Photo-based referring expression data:
------

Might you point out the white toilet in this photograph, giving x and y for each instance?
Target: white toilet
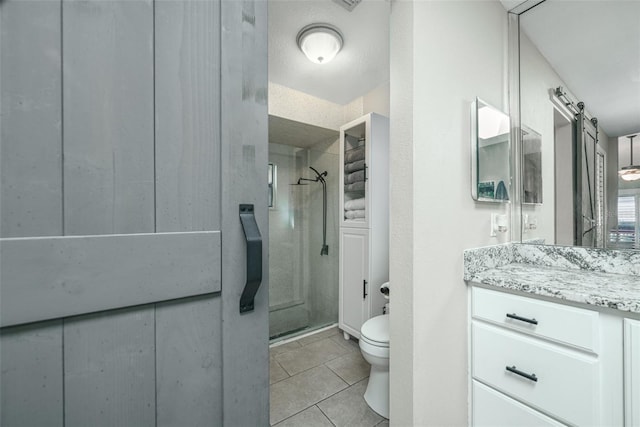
(374, 344)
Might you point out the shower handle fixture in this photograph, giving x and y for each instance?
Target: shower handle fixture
(320, 178)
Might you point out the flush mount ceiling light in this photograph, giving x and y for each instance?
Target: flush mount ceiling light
(320, 42)
(631, 172)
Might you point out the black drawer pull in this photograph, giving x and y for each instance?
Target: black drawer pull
(522, 319)
(516, 371)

------

TASK DIRECTIONS: From the line holding "Target: flush mount ceiling light" through the final line of the data above, copy every line exactly as written. Include nothing else.

RESPONSE TO THIS EXERCISE:
Target: flush mount ceiling light
(320, 42)
(631, 172)
Might you point out the black drawer pull in this photograph, giving x and y for each instance?
Target: black drawer pull
(522, 319)
(516, 371)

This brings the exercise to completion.